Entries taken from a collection
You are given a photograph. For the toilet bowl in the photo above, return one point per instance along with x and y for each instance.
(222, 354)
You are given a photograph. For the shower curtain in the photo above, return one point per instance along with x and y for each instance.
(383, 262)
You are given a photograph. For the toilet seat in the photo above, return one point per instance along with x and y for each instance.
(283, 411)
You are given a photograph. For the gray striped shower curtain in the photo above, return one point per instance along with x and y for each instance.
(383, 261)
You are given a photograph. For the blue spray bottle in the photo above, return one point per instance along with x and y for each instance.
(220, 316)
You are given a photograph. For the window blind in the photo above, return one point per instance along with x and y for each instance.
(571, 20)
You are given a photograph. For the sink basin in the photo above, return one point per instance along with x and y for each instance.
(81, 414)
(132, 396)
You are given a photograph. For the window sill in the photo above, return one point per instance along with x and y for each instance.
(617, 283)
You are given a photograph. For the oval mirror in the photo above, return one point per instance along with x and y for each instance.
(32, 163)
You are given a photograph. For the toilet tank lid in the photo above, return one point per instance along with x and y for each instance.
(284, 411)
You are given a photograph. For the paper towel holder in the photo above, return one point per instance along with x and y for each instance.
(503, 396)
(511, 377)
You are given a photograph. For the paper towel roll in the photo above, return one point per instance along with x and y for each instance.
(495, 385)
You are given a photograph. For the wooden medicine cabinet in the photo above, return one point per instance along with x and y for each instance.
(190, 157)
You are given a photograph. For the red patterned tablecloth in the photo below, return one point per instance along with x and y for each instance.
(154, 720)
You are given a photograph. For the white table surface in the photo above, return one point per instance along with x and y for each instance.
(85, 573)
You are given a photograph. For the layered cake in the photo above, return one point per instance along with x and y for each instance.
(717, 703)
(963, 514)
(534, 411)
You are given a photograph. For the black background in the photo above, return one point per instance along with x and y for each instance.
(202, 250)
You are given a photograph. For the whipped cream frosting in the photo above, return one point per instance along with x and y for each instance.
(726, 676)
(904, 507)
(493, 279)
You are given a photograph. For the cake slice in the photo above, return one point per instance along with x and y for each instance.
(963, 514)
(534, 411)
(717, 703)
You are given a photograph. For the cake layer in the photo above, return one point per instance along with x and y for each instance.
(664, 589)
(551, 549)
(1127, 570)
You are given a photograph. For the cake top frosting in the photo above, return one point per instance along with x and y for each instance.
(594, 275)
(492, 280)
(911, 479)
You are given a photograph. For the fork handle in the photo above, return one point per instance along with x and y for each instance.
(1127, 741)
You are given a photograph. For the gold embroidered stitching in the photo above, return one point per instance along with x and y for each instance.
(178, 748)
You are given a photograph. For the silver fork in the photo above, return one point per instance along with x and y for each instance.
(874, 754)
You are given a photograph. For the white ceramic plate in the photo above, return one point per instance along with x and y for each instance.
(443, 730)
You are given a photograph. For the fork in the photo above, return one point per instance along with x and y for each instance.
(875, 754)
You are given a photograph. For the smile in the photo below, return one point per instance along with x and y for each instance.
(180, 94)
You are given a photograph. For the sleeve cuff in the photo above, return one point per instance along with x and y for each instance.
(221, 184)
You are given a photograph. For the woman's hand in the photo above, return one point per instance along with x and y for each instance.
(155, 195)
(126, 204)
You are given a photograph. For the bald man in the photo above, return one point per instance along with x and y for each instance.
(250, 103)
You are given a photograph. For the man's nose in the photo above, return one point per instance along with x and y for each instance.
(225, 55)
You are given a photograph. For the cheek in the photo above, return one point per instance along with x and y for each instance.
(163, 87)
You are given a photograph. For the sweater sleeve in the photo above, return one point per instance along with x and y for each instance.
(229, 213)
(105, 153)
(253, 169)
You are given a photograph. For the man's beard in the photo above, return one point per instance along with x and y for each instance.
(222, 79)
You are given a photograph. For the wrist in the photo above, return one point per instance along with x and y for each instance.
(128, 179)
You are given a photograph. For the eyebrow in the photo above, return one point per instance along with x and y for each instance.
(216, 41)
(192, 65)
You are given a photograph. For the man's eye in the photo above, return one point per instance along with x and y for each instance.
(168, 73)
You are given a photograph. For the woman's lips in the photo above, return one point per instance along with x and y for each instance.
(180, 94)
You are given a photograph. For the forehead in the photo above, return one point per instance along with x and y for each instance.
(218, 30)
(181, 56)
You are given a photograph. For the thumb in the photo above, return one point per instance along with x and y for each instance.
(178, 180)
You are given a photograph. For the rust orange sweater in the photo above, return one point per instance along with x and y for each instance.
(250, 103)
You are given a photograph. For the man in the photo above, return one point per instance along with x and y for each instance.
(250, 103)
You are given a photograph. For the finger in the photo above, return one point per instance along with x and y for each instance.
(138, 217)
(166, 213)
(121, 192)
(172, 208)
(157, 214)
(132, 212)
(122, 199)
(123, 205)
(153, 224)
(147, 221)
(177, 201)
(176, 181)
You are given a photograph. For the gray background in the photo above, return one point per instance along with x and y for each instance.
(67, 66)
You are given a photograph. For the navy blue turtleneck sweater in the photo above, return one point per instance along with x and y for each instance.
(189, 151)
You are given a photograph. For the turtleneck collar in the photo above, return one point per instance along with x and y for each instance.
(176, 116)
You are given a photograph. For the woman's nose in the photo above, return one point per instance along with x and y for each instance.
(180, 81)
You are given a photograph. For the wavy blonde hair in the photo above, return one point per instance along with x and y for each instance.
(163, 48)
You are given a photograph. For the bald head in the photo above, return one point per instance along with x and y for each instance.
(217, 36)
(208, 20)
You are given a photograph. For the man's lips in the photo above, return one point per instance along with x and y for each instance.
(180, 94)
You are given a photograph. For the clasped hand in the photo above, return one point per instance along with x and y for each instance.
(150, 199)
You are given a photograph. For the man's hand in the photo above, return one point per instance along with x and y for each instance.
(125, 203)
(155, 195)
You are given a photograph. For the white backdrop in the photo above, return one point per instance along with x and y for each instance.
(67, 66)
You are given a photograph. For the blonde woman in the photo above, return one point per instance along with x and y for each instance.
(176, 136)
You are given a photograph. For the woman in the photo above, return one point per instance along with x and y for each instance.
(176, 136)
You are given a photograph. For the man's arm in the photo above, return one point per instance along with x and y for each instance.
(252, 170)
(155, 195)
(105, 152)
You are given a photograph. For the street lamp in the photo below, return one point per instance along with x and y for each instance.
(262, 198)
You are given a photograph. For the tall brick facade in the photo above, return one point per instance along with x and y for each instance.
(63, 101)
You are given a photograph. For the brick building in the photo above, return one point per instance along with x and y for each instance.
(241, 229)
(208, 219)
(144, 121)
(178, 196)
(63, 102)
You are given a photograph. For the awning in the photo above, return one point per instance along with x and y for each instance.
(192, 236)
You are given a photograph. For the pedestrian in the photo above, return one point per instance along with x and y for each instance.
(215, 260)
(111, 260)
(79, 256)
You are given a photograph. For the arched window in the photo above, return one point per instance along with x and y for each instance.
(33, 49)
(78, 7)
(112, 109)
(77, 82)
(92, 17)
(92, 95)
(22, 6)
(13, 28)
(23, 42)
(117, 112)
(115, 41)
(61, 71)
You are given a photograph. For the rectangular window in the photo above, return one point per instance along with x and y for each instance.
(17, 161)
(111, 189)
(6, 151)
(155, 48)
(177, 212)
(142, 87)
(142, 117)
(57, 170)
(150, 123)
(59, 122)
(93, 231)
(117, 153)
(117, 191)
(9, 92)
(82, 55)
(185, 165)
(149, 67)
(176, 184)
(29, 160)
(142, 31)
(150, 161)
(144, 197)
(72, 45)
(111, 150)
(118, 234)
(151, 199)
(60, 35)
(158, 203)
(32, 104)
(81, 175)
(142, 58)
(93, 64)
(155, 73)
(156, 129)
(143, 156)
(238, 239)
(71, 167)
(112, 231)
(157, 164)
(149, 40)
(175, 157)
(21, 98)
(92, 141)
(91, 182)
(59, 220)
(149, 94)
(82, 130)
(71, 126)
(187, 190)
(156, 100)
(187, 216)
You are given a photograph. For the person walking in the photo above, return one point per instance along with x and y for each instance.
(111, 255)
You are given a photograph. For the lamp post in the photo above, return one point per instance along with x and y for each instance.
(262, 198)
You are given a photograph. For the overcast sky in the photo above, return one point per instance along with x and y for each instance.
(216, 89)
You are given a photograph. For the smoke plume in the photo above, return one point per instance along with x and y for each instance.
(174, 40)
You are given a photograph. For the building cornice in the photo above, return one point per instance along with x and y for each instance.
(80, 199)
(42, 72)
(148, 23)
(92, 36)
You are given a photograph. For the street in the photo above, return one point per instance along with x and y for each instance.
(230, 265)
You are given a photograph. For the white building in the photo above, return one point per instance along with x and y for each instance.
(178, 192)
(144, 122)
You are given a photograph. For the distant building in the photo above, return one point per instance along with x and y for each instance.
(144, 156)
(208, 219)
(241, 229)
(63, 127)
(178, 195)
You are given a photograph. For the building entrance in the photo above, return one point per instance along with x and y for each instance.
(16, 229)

▶ **What to produce**: Your task is to copy exactly, and only, the lines from the line with "You are given a photograph. For the smoke" through the last line of the entries, both included.

▶ **Output below**:
You are given a photograph. For the smoke plume in the photo above, return one point per instance along with x and y for each instance.
(174, 40)
You are given a photograph. For the building cornice in the photo above, return one point per instance along with x and y for each instance.
(80, 199)
(42, 72)
(148, 23)
(92, 36)
You are given a photograph. For the street in the photo above, return one point per instance along with x and y for each instance.
(230, 265)
You are given a photograph. For the white building in the photo above, return one point per instance along with x and y for each instance.
(178, 192)
(144, 122)
You are given a photograph. For the distant building in the photo above, return one point per instance along with x and y for each instance.
(144, 156)
(208, 219)
(241, 229)
(63, 127)
(178, 195)
You are given a photograph. For the building entrance in the photo above, return one point per instance along with x and y for each instance.
(16, 229)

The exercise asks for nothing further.